_DATA SHOWN_:
□ □ □ □

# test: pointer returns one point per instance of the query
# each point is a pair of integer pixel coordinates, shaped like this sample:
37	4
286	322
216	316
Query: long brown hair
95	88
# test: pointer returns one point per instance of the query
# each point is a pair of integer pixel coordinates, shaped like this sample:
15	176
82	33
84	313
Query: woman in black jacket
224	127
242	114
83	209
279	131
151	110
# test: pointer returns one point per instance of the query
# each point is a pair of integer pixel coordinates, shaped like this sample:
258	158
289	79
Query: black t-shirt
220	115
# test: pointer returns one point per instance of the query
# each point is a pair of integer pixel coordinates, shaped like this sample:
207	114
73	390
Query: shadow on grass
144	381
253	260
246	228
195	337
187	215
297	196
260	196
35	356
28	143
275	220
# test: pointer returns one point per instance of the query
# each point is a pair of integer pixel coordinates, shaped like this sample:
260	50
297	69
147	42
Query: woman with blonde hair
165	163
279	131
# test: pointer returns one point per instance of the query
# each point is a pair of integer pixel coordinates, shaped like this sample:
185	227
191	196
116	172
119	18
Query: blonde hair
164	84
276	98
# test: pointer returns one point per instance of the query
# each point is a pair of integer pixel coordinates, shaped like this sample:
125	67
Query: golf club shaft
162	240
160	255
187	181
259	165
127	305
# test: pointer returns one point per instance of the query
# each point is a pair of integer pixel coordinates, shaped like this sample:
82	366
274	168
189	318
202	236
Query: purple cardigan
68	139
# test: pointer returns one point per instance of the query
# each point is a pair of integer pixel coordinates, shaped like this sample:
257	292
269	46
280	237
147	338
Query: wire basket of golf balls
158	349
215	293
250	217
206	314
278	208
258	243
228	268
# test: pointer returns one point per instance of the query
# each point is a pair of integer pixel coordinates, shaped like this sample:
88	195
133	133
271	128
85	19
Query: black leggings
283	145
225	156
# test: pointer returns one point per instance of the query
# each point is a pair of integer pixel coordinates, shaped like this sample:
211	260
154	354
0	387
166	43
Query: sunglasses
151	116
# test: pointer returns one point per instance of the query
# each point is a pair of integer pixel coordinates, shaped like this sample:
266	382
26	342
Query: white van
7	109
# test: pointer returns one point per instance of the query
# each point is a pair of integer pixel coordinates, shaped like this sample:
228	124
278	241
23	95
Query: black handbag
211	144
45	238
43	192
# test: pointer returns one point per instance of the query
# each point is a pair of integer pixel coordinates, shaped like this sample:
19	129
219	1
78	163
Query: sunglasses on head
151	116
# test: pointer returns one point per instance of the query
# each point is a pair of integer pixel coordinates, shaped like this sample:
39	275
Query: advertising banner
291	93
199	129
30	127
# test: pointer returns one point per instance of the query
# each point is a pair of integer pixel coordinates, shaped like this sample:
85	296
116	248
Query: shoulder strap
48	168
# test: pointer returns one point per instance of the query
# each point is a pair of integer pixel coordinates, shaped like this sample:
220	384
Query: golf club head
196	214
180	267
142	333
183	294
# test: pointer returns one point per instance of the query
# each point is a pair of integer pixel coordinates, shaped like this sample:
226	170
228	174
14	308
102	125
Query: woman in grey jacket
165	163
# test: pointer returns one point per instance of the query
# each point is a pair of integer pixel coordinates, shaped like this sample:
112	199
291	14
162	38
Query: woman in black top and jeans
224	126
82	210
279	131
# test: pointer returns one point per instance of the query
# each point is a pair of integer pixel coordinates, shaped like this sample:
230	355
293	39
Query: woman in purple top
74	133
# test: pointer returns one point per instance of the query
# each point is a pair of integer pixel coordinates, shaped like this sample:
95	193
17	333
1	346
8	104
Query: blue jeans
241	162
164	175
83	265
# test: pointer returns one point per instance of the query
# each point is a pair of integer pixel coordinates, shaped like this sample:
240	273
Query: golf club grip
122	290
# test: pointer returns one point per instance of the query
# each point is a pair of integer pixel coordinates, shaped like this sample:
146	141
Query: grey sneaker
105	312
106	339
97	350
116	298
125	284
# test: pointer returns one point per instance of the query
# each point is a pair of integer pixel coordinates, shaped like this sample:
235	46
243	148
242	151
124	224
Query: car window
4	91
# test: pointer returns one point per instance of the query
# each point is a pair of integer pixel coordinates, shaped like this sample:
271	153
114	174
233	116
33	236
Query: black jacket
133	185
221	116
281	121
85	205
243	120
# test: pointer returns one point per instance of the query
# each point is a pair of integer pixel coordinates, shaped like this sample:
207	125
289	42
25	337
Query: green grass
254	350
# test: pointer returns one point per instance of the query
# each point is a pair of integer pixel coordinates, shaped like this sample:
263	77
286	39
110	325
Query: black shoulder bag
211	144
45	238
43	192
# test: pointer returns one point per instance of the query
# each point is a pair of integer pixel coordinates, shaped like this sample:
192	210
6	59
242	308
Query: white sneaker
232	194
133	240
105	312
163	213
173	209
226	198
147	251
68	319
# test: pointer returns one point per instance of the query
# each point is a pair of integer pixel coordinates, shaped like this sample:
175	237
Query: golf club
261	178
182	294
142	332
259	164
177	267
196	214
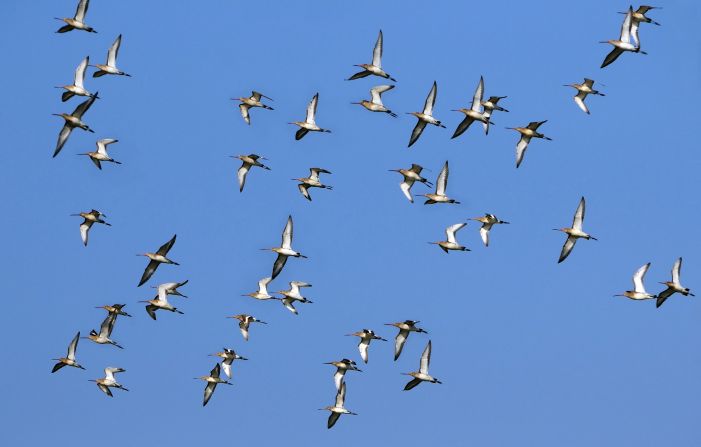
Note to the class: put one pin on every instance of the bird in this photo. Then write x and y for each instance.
(244, 322)
(101, 154)
(171, 288)
(114, 309)
(422, 374)
(375, 68)
(375, 103)
(160, 303)
(228, 356)
(312, 182)
(78, 87)
(212, 380)
(451, 243)
(474, 113)
(575, 232)
(78, 20)
(309, 124)
(405, 328)
(338, 408)
(584, 89)
(441, 185)
(285, 250)
(89, 218)
(157, 259)
(411, 175)
(73, 120)
(623, 43)
(528, 132)
(294, 294)
(341, 367)
(247, 162)
(262, 293)
(366, 336)
(488, 221)
(489, 106)
(251, 101)
(69, 359)
(425, 117)
(638, 292)
(103, 338)
(673, 286)
(109, 381)
(110, 67)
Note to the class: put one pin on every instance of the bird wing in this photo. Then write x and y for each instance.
(241, 174)
(377, 52)
(416, 133)
(578, 219)
(451, 230)
(113, 51)
(521, 147)
(638, 278)
(567, 248)
(477, 98)
(430, 100)
(442, 180)
(165, 248)
(425, 359)
(399, 341)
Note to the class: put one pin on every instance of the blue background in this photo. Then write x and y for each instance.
(530, 352)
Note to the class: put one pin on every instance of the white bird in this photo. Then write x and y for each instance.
(623, 43)
(575, 232)
(405, 328)
(411, 175)
(338, 408)
(262, 293)
(111, 66)
(488, 221)
(528, 132)
(245, 322)
(375, 104)
(425, 117)
(474, 113)
(250, 102)
(294, 294)
(248, 161)
(375, 68)
(78, 20)
(228, 356)
(584, 89)
(422, 374)
(312, 182)
(341, 367)
(309, 124)
(441, 185)
(109, 381)
(451, 243)
(366, 336)
(488, 107)
(89, 218)
(73, 120)
(673, 286)
(101, 154)
(212, 380)
(69, 359)
(285, 250)
(78, 87)
(638, 292)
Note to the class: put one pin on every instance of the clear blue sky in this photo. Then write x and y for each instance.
(530, 352)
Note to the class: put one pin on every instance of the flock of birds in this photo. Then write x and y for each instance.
(480, 110)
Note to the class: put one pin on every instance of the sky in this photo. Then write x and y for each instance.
(530, 352)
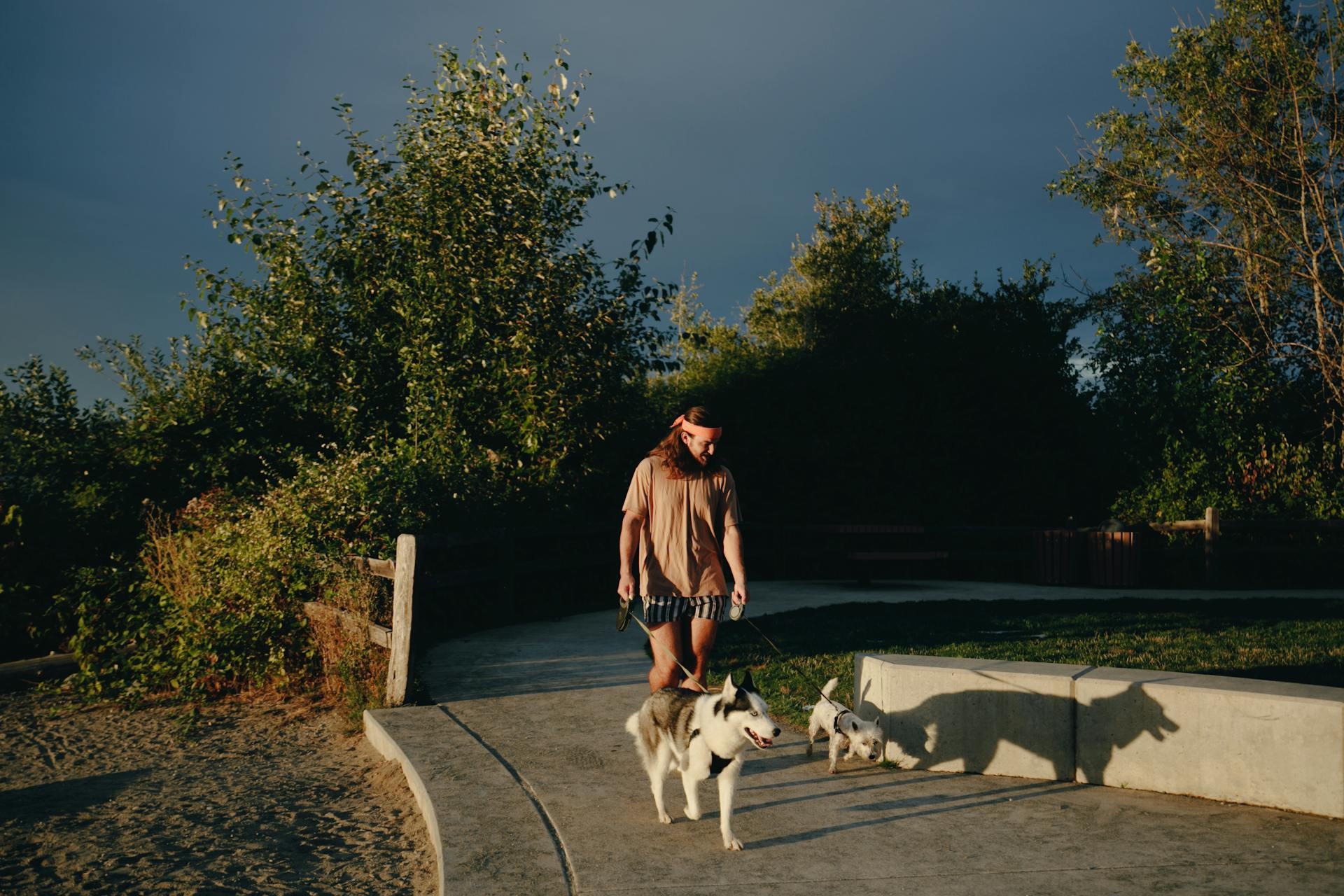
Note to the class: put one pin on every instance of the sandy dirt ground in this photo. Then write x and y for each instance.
(255, 797)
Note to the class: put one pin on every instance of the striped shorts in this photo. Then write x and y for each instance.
(673, 609)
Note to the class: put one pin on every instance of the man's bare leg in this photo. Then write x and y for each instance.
(664, 672)
(704, 631)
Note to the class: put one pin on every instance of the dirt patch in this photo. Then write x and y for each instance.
(258, 796)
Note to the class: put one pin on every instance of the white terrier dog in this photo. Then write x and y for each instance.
(846, 729)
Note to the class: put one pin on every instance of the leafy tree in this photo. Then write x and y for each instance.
(848, 272)
(438, 302)
(1226, 174)
(860, 393)
(62, 504)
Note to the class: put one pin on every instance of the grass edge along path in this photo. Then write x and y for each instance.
(1294, 640)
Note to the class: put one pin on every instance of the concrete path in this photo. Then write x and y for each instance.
(534, 788)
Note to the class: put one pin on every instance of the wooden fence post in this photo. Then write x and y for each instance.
(1210, 543)
(400, 662)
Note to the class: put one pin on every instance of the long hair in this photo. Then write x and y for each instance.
(675, 456)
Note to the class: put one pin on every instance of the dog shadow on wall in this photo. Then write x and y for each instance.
(965, 731)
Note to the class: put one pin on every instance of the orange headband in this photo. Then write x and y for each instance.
(704, 431)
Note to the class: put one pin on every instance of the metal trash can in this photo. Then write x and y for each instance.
(1113, 559)
(1057, 556)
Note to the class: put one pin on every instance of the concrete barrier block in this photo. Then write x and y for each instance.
(986, 716)
(1266, 743)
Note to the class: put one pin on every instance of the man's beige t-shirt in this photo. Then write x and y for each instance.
(685, 522)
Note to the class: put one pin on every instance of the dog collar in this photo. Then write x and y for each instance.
(717, 762)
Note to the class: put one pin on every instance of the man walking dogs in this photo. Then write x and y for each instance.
(682, 511)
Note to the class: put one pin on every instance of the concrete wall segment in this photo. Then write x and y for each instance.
(987, 716)
(1233, 739)
(1266, 743)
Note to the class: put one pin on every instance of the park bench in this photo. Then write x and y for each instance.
(867, 547)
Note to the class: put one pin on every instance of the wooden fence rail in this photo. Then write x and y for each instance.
(396, 640)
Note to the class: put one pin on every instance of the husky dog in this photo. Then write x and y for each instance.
(701, 735)
(846, 729)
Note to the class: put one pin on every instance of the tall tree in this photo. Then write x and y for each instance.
(1228, 176)
(437, 301)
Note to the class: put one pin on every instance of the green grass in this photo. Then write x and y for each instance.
(1282, 640)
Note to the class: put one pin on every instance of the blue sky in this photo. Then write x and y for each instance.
(732, 113)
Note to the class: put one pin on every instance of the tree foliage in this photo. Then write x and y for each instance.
(1227, 175)
(858, 391)
(425, 340)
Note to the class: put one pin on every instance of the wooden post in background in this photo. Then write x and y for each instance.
(400, 662)
(1210, 542)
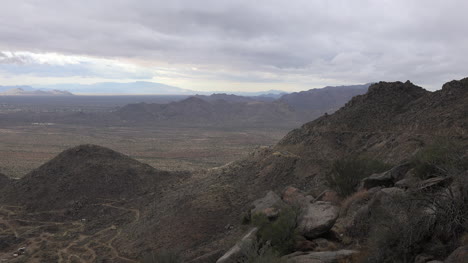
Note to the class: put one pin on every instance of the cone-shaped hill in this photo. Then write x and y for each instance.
(84, 174)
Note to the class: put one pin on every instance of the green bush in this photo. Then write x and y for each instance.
(398, 231)
(258, 254)
(162, 256)
(280, 233)
(441, 158)
(347, 173)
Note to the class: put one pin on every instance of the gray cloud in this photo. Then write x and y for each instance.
(347, 41)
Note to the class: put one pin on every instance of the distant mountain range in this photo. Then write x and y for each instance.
(104, 204)
(134, 88)
(26, 91)
(23, 87)
(114, 88)
(289, 109)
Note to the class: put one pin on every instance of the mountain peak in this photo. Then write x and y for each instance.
(456, 86)
(395, 88)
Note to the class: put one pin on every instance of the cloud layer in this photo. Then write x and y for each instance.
(294, 44)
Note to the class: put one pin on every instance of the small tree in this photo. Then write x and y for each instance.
(280, 233)
(347, 173)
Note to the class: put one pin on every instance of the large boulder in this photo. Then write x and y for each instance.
(4, 180)
(269, 205)
(294, 197)
(317, 219)
(235, 254)
(320, 257)
(460, 255)
(386, 179)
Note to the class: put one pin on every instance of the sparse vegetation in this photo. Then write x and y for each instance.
(256, 253)
(162, 256)
(347, 173)
(397, 233)
(441, 158)
(280, 233)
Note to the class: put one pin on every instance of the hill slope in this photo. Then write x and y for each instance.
(199, 214)
(84, 174)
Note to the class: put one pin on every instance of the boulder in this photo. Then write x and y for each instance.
(4, 180)
(460, 255)
(323, 244)
(209, 257)
(320, 257)
(269, 205)
(294, 197)
(329, 196)
(235, 254)
(423, 258)
(434, 182)
(408, 182)
(386, 179)
(317, 219)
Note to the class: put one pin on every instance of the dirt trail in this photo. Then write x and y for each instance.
(66, 249)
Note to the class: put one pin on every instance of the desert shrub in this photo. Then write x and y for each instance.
(418, 221)
(347, 173)
(162, 256)
(256, 253)
(280, 233)
(358, 197)
(441, 158)
(398, 232)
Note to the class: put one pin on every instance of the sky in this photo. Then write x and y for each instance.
(237, 45)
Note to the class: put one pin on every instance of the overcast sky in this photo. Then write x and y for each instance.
(234, 45)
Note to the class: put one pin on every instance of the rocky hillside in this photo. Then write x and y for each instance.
(81, 175)
(319, 101)
(213, 111)
(383, 179)
(20, 91)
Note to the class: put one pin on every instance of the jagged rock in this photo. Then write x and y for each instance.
(423, 258)
(209, 257)
(323, 244)
(269, 205)
(302, 244)
(460, 255)
(434, 182)
(234, 254)
(4, 180)
(329, 196)
(294, 197)
(320, 257)
(408, 182)
(386, 179)
(317, 219)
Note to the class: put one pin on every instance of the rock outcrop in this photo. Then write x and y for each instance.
(317, 219)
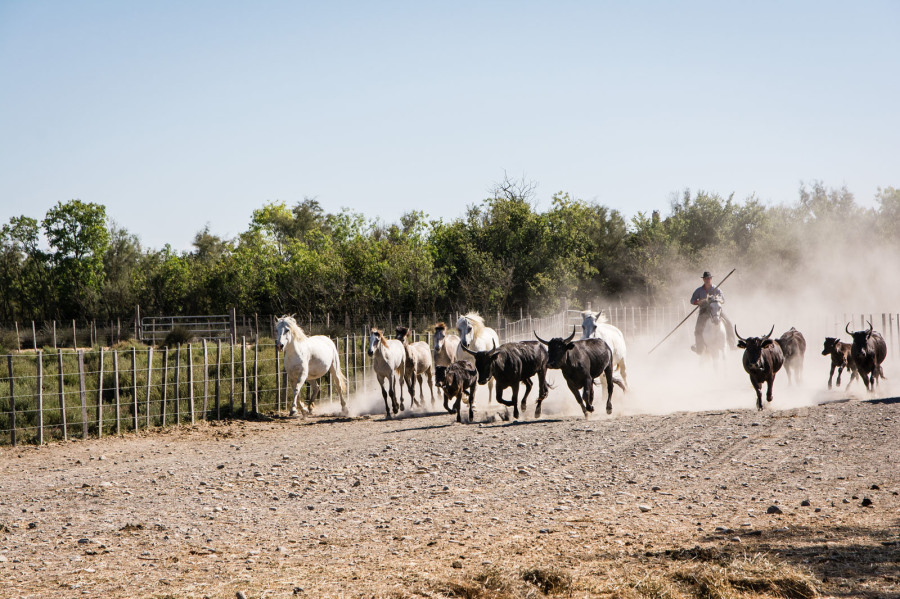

□ □ □ □

_YOUR ASSIGNMENT_: Starting from the line containing "of the overcast", repeat each line exactly through the end of the entries, including the last, while leaving pictures out.

_TASK SOLUTION_:
Note to the class: put one pin on every instance of the overcast sky in this photo. Then write x and y for each instance.
(234, 45)
Note to the class: put one pin on every instance of the rocky hillside in this photo. Then write x and y for each instance.
(81, 175)
(319, 101)
(213, 111)
(383, 179)
(20, 91)
Note to the class: put one pin on every instance of the jagged rock in this photo. Then write x and y for each instance.
(423, 258)
(209, 257)
(323, 244)
(269, 205)
(302, 244)
(460, 255)
(434, 182)
(234, 254)
(4, 180)
(329, 196)
(294, 197)
(320, 257)
(408, 182)
(386, 179)
(317, 219)
Note to the class: put one pin on every instance of the rock outcrop in this photo. Then write x and y for each instance.
(317, 219)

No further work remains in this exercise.